▽

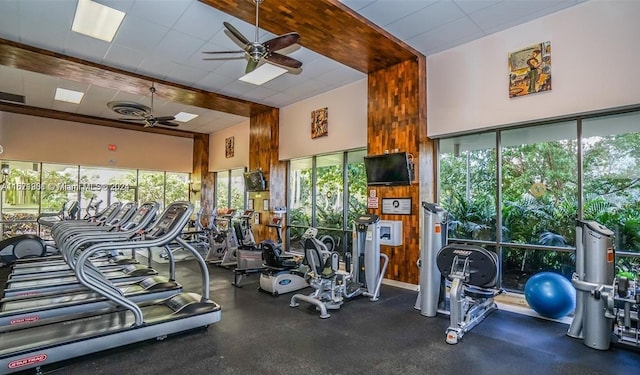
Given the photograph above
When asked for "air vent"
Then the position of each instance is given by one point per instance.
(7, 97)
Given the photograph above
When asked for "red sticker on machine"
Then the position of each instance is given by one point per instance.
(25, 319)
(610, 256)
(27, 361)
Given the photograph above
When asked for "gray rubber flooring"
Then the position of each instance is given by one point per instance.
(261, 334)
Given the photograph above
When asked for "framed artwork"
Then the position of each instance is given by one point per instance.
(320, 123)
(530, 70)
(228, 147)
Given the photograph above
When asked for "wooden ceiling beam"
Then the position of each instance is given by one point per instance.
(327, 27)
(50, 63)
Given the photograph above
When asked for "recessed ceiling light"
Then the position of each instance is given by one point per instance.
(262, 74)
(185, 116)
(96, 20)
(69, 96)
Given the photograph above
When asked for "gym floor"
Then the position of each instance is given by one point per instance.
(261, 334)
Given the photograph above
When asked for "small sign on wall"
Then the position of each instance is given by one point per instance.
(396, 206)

△
▽

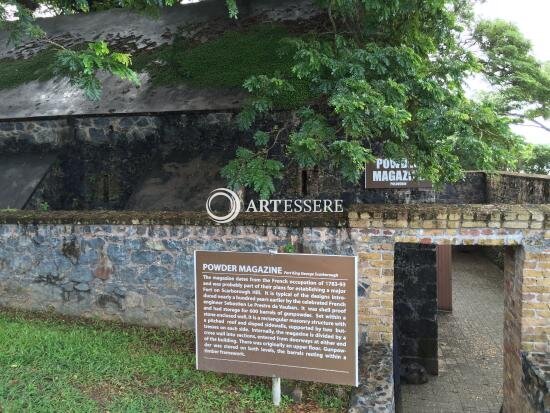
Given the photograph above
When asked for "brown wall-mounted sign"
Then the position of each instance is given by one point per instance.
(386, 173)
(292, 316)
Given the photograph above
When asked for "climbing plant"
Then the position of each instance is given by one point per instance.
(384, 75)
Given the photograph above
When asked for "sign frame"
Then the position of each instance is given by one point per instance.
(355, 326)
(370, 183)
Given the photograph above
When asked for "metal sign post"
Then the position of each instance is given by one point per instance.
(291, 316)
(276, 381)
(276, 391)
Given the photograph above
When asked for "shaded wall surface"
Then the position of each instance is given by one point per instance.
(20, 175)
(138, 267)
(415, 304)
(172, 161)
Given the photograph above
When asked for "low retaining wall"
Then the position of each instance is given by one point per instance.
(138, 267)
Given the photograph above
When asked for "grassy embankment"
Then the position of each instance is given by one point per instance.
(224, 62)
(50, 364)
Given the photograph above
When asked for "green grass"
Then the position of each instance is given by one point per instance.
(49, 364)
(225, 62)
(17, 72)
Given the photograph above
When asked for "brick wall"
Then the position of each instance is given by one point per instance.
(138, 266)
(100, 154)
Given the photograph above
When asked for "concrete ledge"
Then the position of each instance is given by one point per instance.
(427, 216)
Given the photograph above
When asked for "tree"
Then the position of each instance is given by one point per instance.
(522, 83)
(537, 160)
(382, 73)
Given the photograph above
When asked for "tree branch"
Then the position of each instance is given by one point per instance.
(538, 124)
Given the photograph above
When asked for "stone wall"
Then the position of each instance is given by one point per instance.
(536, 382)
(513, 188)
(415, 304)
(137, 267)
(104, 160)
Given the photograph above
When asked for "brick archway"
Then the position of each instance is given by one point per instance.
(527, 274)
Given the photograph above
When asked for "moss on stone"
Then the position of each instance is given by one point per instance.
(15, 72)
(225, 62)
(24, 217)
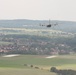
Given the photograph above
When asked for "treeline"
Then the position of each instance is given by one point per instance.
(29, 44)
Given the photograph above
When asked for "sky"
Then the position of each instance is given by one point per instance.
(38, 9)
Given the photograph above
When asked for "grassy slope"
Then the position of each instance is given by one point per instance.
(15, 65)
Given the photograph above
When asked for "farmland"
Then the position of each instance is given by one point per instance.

△

#### [What you need to do]
Extract every line in the entries above that contains the word "brick", copying each one in full.

#### [Full answer]
When asked for "brick wall"
When asked for "brick archway"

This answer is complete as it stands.